Instructions for the task: Please output only the lines that run from the line containing "Task: mark the black t-shirt" through the end of the material below, exactly.

[Data extracted from a collection]
>> Begin
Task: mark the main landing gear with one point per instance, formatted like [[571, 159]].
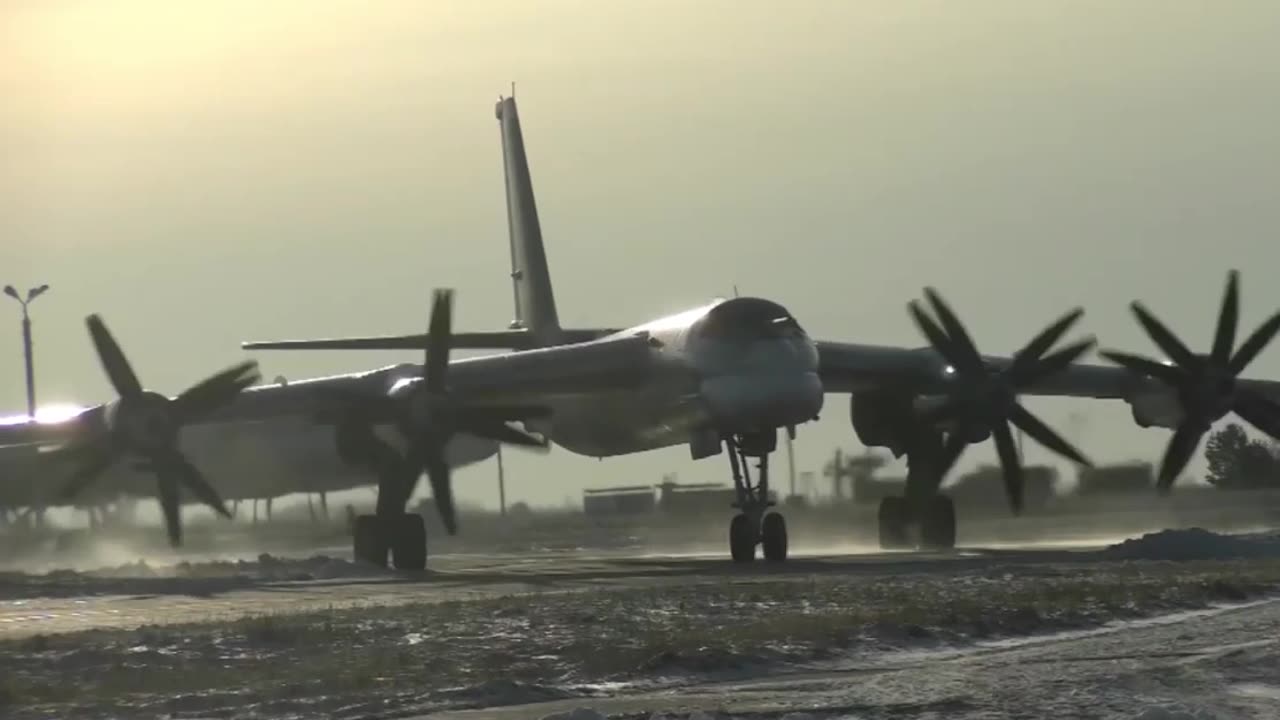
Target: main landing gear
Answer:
[[389, 531], [924, 509], [754, 524]]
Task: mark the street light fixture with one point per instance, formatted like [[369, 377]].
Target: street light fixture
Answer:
[[26, 341]]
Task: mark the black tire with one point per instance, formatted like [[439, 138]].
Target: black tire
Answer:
[[773, 537], [892, 523], [741, 540], [408, 543], [938, 523], [369, 541]]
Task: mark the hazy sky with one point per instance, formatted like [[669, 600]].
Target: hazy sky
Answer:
[[205, 173]]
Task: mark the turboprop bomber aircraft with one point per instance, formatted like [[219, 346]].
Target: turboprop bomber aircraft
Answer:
[[722, 378]]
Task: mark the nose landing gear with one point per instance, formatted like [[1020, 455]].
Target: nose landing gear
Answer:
[[754, 524]]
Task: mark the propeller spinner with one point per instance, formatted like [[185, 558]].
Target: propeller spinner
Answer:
[[982, 399], [146, 424], [1206, 386]]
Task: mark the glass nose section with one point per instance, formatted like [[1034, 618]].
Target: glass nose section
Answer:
[[748, 319]]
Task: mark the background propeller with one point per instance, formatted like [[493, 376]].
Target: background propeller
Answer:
[[982, 399], [432, 415], [1206, 384], [146, 424]]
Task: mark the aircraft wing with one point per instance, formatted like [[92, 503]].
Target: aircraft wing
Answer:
[[860, 368], [524, 377]]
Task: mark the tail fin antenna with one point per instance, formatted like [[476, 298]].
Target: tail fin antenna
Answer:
[[535, 304]]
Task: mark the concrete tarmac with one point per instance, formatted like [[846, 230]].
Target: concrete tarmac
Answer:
[[76, 601]]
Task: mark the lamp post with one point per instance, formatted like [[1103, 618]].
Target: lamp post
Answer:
[[502, 486], [26, 340]]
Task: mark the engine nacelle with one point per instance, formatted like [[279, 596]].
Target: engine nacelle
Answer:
[[1156, 409], [886, 419], [882, 419]]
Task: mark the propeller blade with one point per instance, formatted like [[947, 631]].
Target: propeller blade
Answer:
[[1260, 411], [1228, 320], [1027, 422], [964, 346], [1255, 345], [442, 491], [438, 340], [1010, 464], [1052, 363], [190, 475], [1029, 355], [1164, 337], [1178, 454], [214, 392], [1144, 367], [937, 338], [109, 354], [504, 433], [168, 493]]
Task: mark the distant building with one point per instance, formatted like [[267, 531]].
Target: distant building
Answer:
[[635, 500], [1120, 478]]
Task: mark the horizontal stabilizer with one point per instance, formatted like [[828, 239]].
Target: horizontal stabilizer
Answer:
[[501, 340]]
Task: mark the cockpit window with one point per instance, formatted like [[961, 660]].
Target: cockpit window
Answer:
[[748, 318]]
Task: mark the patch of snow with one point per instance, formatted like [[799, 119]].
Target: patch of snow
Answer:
[[1174, 712], [576, 714], [1194, 543]]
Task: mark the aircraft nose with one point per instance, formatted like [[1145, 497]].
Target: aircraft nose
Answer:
[[745, 402]]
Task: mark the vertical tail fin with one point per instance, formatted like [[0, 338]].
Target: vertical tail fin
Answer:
[[535, 305]]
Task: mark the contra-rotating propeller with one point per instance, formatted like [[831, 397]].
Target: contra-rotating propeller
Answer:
[[146, 424], [435, 415], [983, 399], [1206, 384], [428, 417]]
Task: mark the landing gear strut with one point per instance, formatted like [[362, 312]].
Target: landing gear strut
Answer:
[[754, 524], [923, 507], [389, 531]]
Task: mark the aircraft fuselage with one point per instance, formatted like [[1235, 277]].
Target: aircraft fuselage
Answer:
[[737, 365]]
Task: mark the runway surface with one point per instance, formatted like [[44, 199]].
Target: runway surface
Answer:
[[1203, 665], [55, 604]]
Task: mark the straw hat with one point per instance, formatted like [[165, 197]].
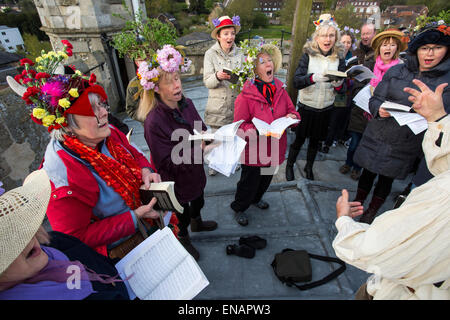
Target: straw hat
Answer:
[[391, 33], [22, 211], [225, 22]]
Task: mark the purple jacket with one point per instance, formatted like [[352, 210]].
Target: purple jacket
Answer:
[[166, 132]]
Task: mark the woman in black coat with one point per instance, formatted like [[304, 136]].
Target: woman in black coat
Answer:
[[388, 149]]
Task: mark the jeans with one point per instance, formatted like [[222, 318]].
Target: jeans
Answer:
[[354, 142]]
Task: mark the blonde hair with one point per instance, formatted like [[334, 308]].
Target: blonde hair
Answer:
[[338, 49], [148, 98]]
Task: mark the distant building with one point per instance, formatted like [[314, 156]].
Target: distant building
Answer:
[[362, 9], [9, 62], [11, 39], [317, 7], [269, 7], [170, 19], [402, 16]]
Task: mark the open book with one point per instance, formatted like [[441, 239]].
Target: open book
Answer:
[[276, 128], [160, 268], [357, 72], [234, 77], [164, 192], [392, 106], [226, 132]]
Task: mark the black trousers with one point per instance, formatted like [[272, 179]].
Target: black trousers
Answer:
[[191, 211], [383, 186], [250, 188]]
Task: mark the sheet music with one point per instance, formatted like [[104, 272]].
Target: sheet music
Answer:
[[161, 269], [225, 157], [414, 121], [363, 97]]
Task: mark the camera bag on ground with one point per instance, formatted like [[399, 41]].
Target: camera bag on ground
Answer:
[[292, 266]]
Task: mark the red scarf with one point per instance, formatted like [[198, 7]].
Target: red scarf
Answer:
[[121, 172]]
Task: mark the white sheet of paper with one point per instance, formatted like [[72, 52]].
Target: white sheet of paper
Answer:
[[363, 97], [225, 157]]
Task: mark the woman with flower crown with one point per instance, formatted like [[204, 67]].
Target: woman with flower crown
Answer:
[[167, 112], [316, 92], [263, 97], [223, 54], [95, 173]]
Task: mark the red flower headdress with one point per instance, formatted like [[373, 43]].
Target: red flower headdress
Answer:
[[49, 92]]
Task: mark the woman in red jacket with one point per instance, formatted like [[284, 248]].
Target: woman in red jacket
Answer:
[[266, 99], [95, 173]]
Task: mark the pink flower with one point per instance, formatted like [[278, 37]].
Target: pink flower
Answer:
[[55, 90], [169, 58]]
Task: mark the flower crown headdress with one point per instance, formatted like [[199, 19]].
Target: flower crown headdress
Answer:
[[169, 59], [325, 19], [50, 93], [247, 72]]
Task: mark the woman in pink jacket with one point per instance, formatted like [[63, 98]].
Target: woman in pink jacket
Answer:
[[266, 99]]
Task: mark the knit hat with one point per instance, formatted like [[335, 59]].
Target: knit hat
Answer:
[[390, 33], [22, 211], [52, 94], [225, 22], [433, 33]]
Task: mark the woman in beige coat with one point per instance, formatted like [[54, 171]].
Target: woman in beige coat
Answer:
[[223, 54]]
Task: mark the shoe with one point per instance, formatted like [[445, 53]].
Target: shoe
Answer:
[[253, 241], [243, 250], [292, 157], [261, 204], [344, 169], [241, 218], [290, 172], [369, 215], [361, 195], [308, 172], [355, 175], [186, 242], [198, 225]]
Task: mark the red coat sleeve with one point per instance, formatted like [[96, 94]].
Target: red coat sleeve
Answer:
[[69, 213]]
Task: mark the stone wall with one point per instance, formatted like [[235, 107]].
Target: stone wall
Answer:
[[87, 24], [22, 142]]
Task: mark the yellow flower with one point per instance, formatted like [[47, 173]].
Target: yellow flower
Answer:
[[74, 92], [60, 120], [65, 103], [39, 113], [63, 54], [48, 120]]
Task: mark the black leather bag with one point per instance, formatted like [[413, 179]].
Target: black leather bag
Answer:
[[292, 266]]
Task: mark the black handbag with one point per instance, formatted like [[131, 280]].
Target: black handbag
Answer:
[[292, 266]]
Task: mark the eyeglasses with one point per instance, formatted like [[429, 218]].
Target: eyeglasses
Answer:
[[101, 104], [426, 50]]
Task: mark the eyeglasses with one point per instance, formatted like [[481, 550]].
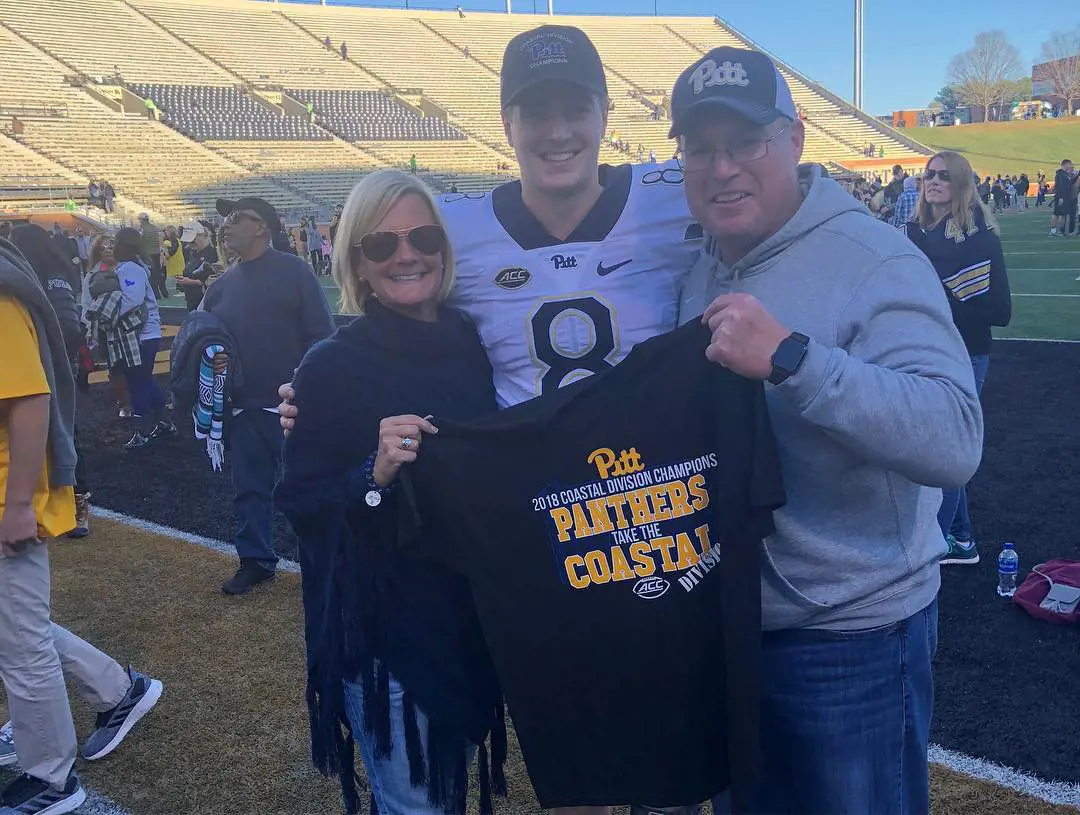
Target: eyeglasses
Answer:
[[235, 215], [379, 246], [699, 158]]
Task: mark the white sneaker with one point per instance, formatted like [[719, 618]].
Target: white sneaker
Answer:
[[7, 746]]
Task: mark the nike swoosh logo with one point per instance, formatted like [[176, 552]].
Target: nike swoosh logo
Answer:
[[605, 270]]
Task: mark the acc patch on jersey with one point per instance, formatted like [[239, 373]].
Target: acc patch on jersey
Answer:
[[512, 277]]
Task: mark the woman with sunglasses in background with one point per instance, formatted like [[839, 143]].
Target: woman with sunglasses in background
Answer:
[[958, 233], [395, 655]]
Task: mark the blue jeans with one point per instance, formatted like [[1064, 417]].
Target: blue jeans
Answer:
[[846, 720], [255, 443], [954, 517], [147, 398], [394, 795]]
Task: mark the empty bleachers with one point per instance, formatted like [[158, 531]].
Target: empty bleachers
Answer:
[[100, 37], [255, 42], [147, 162], [231, 77], [203, 112], [323, 171], [373, 116]]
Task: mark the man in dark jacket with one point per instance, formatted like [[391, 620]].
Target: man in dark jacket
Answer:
[[274, 309]]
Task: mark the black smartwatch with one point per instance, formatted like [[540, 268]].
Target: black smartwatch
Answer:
[[790, 355]]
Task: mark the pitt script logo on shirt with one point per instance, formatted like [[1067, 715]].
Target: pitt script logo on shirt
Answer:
[[634, 524]]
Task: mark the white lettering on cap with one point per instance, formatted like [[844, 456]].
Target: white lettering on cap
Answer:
[[726, 73]]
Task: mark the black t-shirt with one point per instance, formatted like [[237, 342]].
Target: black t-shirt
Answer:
[[611, 534]]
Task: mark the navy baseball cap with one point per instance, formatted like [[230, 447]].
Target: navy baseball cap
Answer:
[[551, 52], [741, 80]]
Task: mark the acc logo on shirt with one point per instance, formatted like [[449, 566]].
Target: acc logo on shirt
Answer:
[[512, 279], [650, 588]]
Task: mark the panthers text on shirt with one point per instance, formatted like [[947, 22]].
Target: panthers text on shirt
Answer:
[[552, 312]]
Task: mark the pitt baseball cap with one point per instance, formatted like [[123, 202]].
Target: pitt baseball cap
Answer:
[[265, 209], [741, 80], [551, 52]]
>> End
Solution:
Task: mark the black t-shirt with one point per instance, formatted like [[237, 342]].
Target: black t-shirt
Answer:
[[611, 534]]
Task: mark the navy baseball cap with one point per instance, formatted like [[230, 447]].
Target: navy baseball cap
Answer:
[[551, 52], [741, 80]]
Task: mark the acc logo on shirt with one point per instance, formatted like [[449, 566]].
Target: acc logo on shirt
Answer:
[[512, 279], [650, 588]]
Task: mark the panthers text on shirt with one point per instance, formatted like [[947, 22]].
Target: panthers text on shirt
Answer:
[[552, 312]]
Task: mark the pitt baseball cap with one point per instance, formatted like [[123, 202]].
Target: pitt baseball cap
Answer:
[[265, 209], [741, 80], [551, 52]]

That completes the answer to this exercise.